■ Page extract ■
□ □ □
Jump to content
LAST CALL on the Unraid Summer Sale! 😎 ⌛ ×

What should I expect if I pull the power on a disk - My system is busted


vw-kombi

Recommended Posts

I qam testing unraid as a replacement for my readynas.

Nothing live as yet so I can play without risk.

 

I have it all built and working as I wish, so thought I would try to 'break' it is possible failure scenarios.

 

I have 5 drives, 3 x 3, 1 x 4 and 1 x 4 parity.

I pulled the power out of the 4TB data drive

Waited, no message

Tried to writ a text file to that drive and then got a message saying it is offline/error etc.

Re-connected the power - it did not recorver

Shutdown after a while and restarted - drive still in faulty state.

The status says 'unmountable: No file system'.

So I ticked the box and said format.  It said formatting, then said unmountable again, I seemed to be stuck in this loop.

So I stopped the array, which does not seem to give me any more options.

I started the array again - same issue   

So I powered off the server, powered it back on, and was asked to format again. I did this

This time the disk said device is disabled, contents emulated (from the parity I know).

The dashboard still has a cross on the disk with faulty.

In the main tab, I dont have a format option anymore.

 

So what do I do now ?  Firstly, I did not expect the disk top fail like that and need a format, and now that has been done, I expect it to rebuild from the parity.

 

I am used to my readnas raid 5 - just add a disk, and off it goes and rebuilds the array.

 

Edit - did some googling, seems I have to manually remove, reboot and re-add the drive again (with the array stopped) - rebuilding now.

I also found an option to do if you just had a cable issue - which I guess I should have found BEFORE I formatted the disk as it was asking me to do?.

 

 

 

 

 

 

Link to comment

Well, The rebuild said it had 60+ days to complete!

Turns out another disk - disk 2 - has a shedload of CRC read errors not, which I guess are causing the issues with the parity rebuild - and meaning it will never effectively finish.

I guess this is why some people have two parity disks!!!!!!

I pulled disk2 also - and the array will not start - too many missing disks.

 

So much for this test disk failure test - off to buy a new drive tomorrow and will have to rebuild the entire unraid system again..... only 3 days left on my unraid eval too...

 

I guess dont break what is not broken comes to mind.

 

Link to comment

Better now than later.

 

1. Unraid uses ALL the disks for protection, not just the parity disks. If you have an "unused" disk sitting in the parity protected array and it fails, you are unprotected until either that disk is rebuilt or you rebuild parity without it. Dual parity extends that to 2 disks, but the principle remains. Bottom line, ALL disks in the parity protected array should be tested fully and have no errors before they are trusted in the array.

 

2. Unraid, or ANY raid or NAS system is NOT a backup just because it can tolerate a drive loss. There are so many more ways to lose data, if you value your data, it needs to be backed up somewhere else, not just rely on a disk rebuild. File system corruption is a separate issue from disk failure. Usually when a drive fails, unraid will keep the file system intact and allow a full rebuild. But, as you found out, if you have a dodgy drive that hasn't fully failed yet, unraid may not be able to rebuild another failed drive.
□ □ □
■ Dataset excerpt ■
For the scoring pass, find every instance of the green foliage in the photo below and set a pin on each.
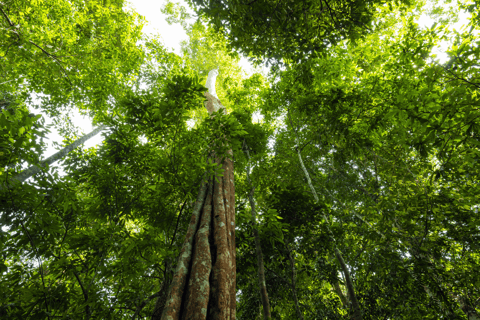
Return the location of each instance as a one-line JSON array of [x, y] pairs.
□ □ □
■ Given instruction ■
Carry the forum thread on pulling power from an Unraid test disk forward from the point where it ends.

■ Response to the task ■
 

Notifications when smart statistics change, and regular parity checks can help you pro-actively weed out drives that are close to failure but haven't actually dropped out yet. You should strive to keep all drives in the array in perfect health, and remove any that show signs of failure. If you don't, the odd drive that fails without warning will catch you out.

Link to comment

When you perform your next test, if/when you get the ‘Unmountable.  No file system" message and then prompted with the Format button, look and see if there is a warning icon next to the Format button and click on it.

 

You should be prompted with a message that Formatting a disk will lose all data on the disk and is not something you should do when attempting to recover a disk .... this is all from memory as it is some time since I last formatted a disk in my unRaid server.   If things have changed since I last formatted a disk, hopefully someone more knowledgeable about the current state will correct anything I have stated wrong.

 

Link to comment
5 hours ago, vw-kombi said:

disk 2 - has a shedload of CRC read errors not

CRC errors are usually indicative of poor cabling / loose connections.  Not usually a problem with the drive.  Quite possible that if you yanked the cable on the drive to remove it you disturbed other drive's cabling at the same time.

 

9 hours ago, vw-kombi said:

need a format, and now that has been done, I expect it to rebuild from the parity.

Because you formatted the emulated disk, you lost the files on it.  Formatting on unRaid is the same as formatting on any OS.  It wipes the drive.  Rebuilding from parity will result in an empty drive.  Unformatted means that because you pulled the power in the middle of a write, you got it at the exact wrong time when the system was updating the file structures / metadata.  You needed to run the file system checks on the drive to recover and then rebuild.

 

BTW, a UPS is always recommended on any server 

Link to comment
6 minutes ago, Squid said:

Physically, Hot plug is supported, but you still have to stop the array to switch out disks and start the rebuild process, so its not a true hotplug

Right, I mean not perform hot-plug during array in start condition.

Link to comment

Cheers,  Thanks for all the replies.  A few answers to these posts here - not the array is back finished :

 

As someone stated, as I formatted the drive, after parity rebuild, I have no data on the drive.  That was not obvious in the interface - I guess that is what the tick box is for - a warning to read all doco before you do that.

 

I have an onsite and offsite backup of the data stored on my NAS, ans this unraid will have the same once rolled out live.

 

I have a 1400VA UPS for it - 6% utilised when normal operation (42w), 9% while it was doing all that parity stuff.

 

I re-conected the cable to drive 2 after a power off, and no more CRC errors last night which allowed the parity rebuild to complete.

 

I will doco the exact process when a drive fails next - NEVER FORMAT - even though it asks for one - I will look oout for this warning when i do this next test - which I will have to do now as this was all very scary - 'You should be prompted with a message that Formatting a disk will lose all data on the disk and is not something you should do when attempting to recover a disk .... this is all from memory as it is some time since I last formatted a disk in my unRaid server.   If things have changed since I last formatted a disk, hopefully someone more knowledgeable about the current state will correct anything I have stated wrong.'

 

No hot plug on unraid...... well, that is a throw back to the 80's!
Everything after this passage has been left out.